(Natural-language object grounding data)
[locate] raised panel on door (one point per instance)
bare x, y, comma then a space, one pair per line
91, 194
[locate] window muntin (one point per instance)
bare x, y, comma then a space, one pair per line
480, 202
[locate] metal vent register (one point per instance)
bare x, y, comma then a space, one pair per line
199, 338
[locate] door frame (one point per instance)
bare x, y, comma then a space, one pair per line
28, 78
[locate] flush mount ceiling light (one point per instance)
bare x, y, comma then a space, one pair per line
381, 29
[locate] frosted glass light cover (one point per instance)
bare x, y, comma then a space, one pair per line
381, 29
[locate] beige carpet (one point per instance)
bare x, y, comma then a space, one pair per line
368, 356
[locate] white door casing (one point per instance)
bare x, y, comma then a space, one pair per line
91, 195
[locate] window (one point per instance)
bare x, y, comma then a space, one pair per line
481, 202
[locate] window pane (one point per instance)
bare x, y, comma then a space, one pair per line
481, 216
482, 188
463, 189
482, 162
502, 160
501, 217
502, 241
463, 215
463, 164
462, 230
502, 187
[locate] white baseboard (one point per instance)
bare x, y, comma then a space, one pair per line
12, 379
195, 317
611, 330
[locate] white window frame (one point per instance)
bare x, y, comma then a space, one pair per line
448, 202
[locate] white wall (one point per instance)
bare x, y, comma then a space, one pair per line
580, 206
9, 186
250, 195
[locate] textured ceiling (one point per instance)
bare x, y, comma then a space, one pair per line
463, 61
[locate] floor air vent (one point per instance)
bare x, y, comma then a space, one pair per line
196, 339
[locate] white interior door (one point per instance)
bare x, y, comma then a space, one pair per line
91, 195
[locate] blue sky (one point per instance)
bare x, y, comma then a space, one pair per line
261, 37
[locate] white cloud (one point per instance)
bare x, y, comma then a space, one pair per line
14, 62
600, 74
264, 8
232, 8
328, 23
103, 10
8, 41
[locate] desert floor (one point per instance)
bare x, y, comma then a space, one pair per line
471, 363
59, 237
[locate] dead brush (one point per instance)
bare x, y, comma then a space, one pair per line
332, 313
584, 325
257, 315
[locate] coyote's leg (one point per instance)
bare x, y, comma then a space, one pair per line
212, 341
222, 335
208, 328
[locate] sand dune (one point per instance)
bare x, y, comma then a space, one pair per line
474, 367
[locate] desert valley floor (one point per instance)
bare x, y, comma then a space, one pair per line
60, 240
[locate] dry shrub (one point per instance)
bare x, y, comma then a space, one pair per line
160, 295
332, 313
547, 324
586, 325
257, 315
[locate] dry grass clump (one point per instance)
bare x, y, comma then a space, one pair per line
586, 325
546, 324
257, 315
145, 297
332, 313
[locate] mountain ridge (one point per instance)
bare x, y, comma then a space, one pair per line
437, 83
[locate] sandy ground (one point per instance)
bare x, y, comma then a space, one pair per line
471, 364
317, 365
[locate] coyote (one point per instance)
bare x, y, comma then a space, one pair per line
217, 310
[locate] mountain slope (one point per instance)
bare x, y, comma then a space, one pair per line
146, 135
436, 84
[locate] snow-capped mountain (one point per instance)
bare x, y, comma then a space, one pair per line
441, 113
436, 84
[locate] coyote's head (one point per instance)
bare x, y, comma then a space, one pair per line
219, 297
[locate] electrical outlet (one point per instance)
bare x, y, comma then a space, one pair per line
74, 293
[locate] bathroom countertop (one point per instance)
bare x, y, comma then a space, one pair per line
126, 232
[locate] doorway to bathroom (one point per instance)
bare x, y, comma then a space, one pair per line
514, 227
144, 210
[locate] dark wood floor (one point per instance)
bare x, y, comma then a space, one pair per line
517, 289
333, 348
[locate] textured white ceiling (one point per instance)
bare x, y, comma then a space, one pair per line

### What the exercise asks
For this exercise, write out all of the data exactly.

### Solution to this problem
[locate] raised panel on door (one point per instance)
bare x, y, comma then a space, one pair per line
91, 194
[locate] window muntin (one point per instance)
bare x, y, comma then a space, one pair per line
480, 202
[locate] metal vent register (one point per instance)
bare x, y, comma then a space, one pair per line
199, 338
[locate] door frame (one point per instance)
bare x, y, comma then a space, one pair per line
28, 78
[locate] flush mount ceiling light (one point per instance)
bare x, y, comma then a space, one pair per line
381, 29
[locate] frosted glass light cover (one point per instance)
bare x, y, comma then a space, one pair per line
381, 29
[locate] beige carpet (one point per instance)
bare x, y, comma then a space, one pair per line
368, 356
[locate] white door casing (one point per instance)
bare x, y, comma then a space, one pair per line
91, 195
[locate] window (one point per instance)
bare x, y, comma then a space, one pair per line
481, 202
[locate] window pane (one point per instance)
bare x, y, comma then a space, one pair per line
481, 216
482, 188
463, 189
482, 162
502, 160
501, 217
502, 241
463, 215
463, 164
462, 230
502, 187
[locate] white baseboard (one point per instance)
bare x, y, comma then a space, one pair per line
12, 379
195, 317
611, 330
[locate] white window frame (one point per instance)
bare x, y, comma then a space, one pair per line
448, 202
[locate] white wall (one point per instance)
bare x, y, comma then a space, one pair per line
580, 206
9, 186
250, 195
[locate] textured ceiling (one point per instance)
bare x, y, comma then a space, one pair per line
463, 61
[locate] floor air vent (one point per instance)
bare x, y, comma then a space, one pair per line
196, 339
[locate] white interior door (one point per instance)
bare x, y, comma then a space, one pair per line
91, 195
[locate] blue sky (one point per instance)
bare x, y, comma then a space, one pair per line
261, 37
[locate] white cloud (one point per instance)
bare x, y, comma then a space, one pair per line
14, 62
600, 74
264, 8
232, 8
328, 23
103, 10
8, 41
[locate] desert floor (one point per instance)
bare x, y, comma then a space, one pair per line
471, 363
59, 237
[locate] dead brush (one point per instance)
bare x, y, comma then a space, one pair per line
332, 313
584, 325
257, 315
[locate] coyote's leg (one point per instance)
bare x, y, comma then a space, one pair per line
212, 341
222, 335
208, 328
[locate] sand dune (one point per instance)
bare x, y, comma then a space, one pair per line
474, 367
[locate] desert valley floor (one point per instance)
bare x, y, comma then a space, one pair per line
60, 240
[locate] dry shrub (one point per instance)
bare x, y, comma then a space, one pair per line
160, 295
332, 313
547, 324
586, 325
257, 315
[locate] dry grass clump (one point per instance)
bare x, y, comma then a space, one pair per line
586, 325
546, 324
257, 315
145, 297
332, 313
[locate] mountain ridge (one point per instance)
bare x, y, comma then a space, one pair per line
437, 83
[locate] sandy ground (one point per instance)
bare x, y, comma then a space, one pair per line
471, 364
317, 365
[locate] coyote (one point per instance)
bare x, y, comma then a space, one pair per line
217, 310
[locate] mountain slope (one point per instance)
bare x, y, comma then a space, one pair per line
146, 135
436, 84
[locate] snow-capped mountain (one point per instance)
bare x, y, comma then a space, one pair per line
441, 113
436, 84
[locate] coyote's head (one point per instance)
bare x, y, comma then a space, one pair per line
219, 297
[locate] electrical outlet (one point per instance)
bare x, y, comma then a space, one pair per line
74, 293
[locate] bathroom countertop (one point per instance)
bare x, y, comma then a space, one pair per line
126, 232
[locate] doorway to bathroom (one point per instance)
bare x, y, comma then a space, one pair per line
514, 227
144, 210
[locate] dark wood floor (one point per instance)
bare x, y, comma then a space, one pair per line
517, 289
333, 348
[locate] textured white ceiling (one point per instance)
bare x, y, comma then a space, one pair per line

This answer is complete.